Data for the task:
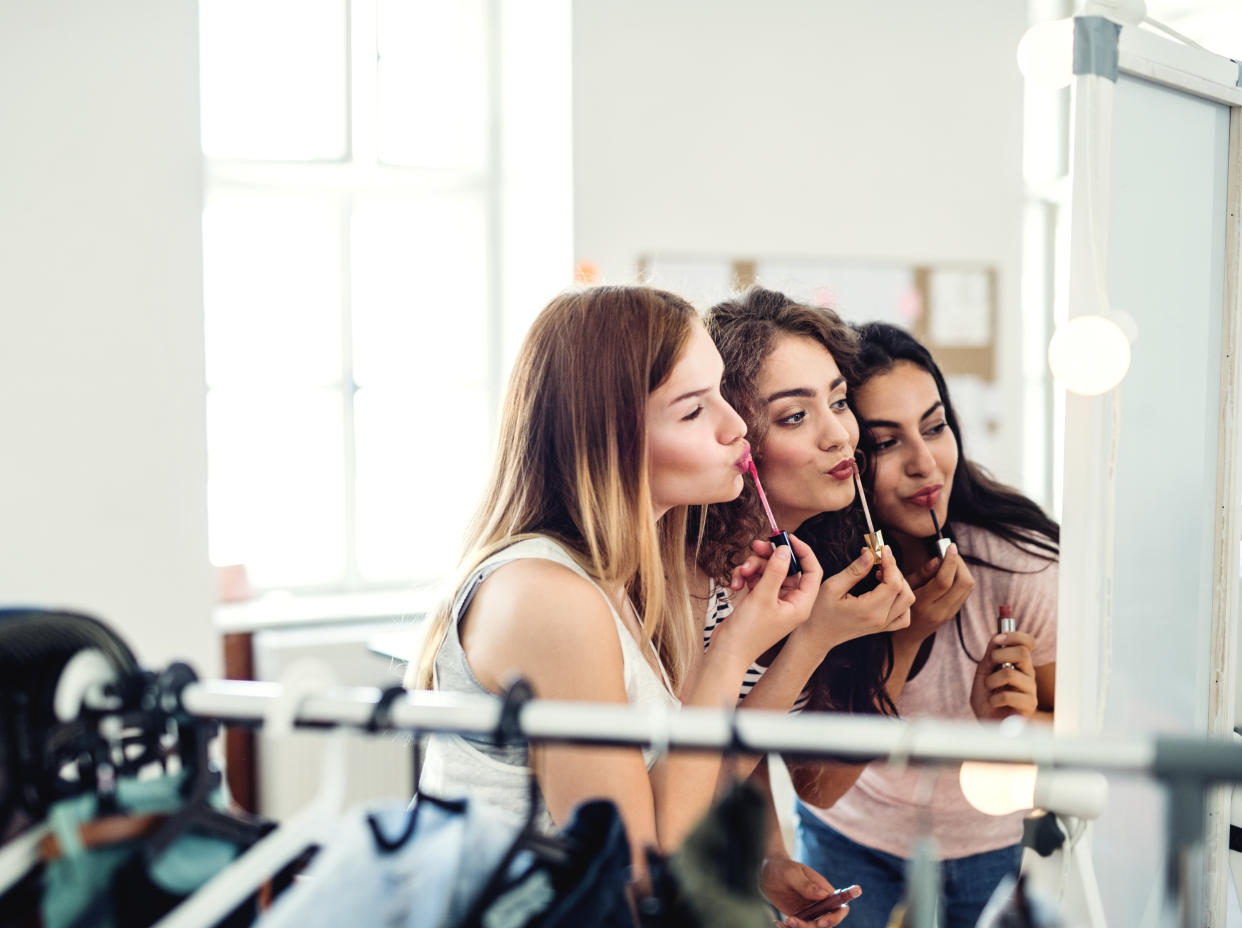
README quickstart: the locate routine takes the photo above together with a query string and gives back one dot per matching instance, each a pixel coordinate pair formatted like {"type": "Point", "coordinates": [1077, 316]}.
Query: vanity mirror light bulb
{"type": "Point", "coordinates": [997, 789]}
{"type": "Point", "coordinates": [1089, 354]}
{"type": "Point", "coordinates": [1046, 54]}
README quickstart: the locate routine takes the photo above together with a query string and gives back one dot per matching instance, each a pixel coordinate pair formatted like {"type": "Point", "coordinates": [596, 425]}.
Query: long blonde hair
{"type": "Point", "coordinates": [571, 461]}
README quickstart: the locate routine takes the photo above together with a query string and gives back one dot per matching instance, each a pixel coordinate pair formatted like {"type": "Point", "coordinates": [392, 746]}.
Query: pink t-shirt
{"type": "Point", "coordinates": [886, 808]}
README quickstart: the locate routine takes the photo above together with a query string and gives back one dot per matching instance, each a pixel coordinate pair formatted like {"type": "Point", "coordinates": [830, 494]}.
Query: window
{"type": "Point", "coordinates": [349, 285]}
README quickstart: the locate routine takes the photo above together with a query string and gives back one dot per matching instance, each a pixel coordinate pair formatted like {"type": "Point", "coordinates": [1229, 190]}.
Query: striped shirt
{"type": "Point", "coordinates": [718, 609]}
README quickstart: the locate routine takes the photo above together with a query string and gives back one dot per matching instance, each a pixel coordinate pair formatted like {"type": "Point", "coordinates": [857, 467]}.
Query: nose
{"type": "Point", "coordinates": [834, 434]}
{"type": "Point", "coordinates": [732, 426]}
{"type": "Point", "coordinates": [919, 462]}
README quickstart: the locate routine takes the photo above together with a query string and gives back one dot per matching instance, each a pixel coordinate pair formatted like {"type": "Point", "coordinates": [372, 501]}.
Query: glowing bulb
{"type": "Point", "coordinates": [1089, 354]}
{"type": "Point", "coordinates": [997, 789]}
{"type": "Point", "coordinates": [1046, 54]}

Work to complete: Pull out each line from the rows above that contains the string "shirt".

Worked answer:
Query: pink t-shirt
Query: striped shirt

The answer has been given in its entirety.